**INPUT RECORDS:**

▶

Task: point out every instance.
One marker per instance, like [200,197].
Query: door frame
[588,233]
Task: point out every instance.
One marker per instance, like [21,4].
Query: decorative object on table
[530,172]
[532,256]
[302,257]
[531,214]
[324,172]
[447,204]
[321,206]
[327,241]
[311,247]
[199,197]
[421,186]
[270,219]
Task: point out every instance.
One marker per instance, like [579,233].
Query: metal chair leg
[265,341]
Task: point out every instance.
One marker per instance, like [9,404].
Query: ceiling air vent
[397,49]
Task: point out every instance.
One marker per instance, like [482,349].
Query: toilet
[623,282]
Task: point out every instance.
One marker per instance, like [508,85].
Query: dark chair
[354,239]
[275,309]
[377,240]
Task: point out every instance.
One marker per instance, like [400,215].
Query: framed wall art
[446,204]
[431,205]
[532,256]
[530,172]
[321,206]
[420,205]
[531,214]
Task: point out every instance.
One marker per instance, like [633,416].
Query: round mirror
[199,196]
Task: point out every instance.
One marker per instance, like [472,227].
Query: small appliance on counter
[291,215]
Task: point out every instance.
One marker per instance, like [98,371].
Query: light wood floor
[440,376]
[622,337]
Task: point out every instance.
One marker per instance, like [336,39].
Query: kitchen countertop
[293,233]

◀
▶

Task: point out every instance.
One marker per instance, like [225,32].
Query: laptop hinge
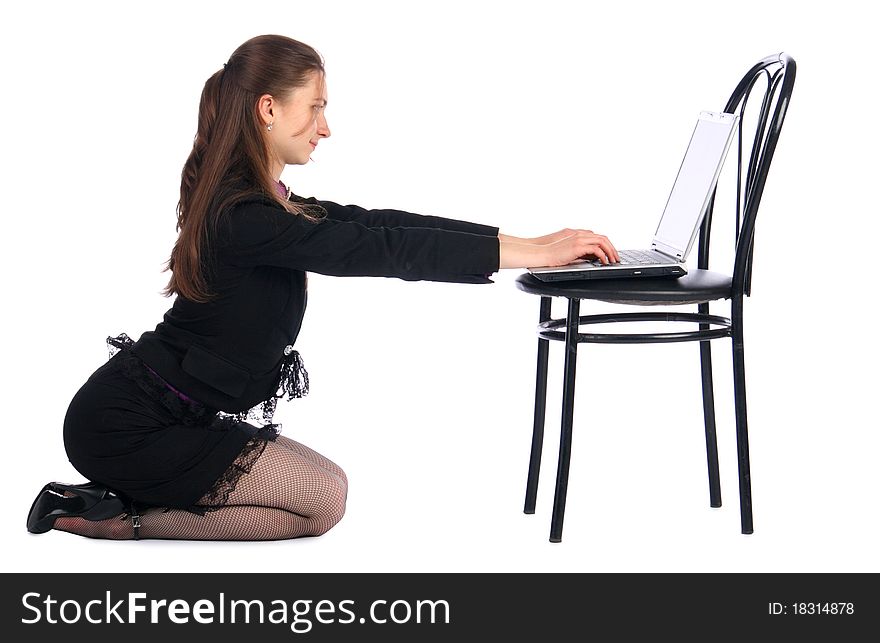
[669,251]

◀

**TASK OBJECTIVE:** For this task, copy every line of the material in which "marker" appears.

**RESPONSE BELOW:**
One marker per instance, like [200,197].
One marker per instance, like [21,4].
One marker per instance, like [579,233].
One marker per instance, like [9,404].
One marker per instance, like [482,349].
One marker per instance, like [508,85].
One marker per instance, like [400,215].
One marker per instance, like [633,416].
One marker per instance, like [472,227].
One marker per instance, like [98,371].
One marker per instance, like [336,39].
One marker per instance, like [225,32].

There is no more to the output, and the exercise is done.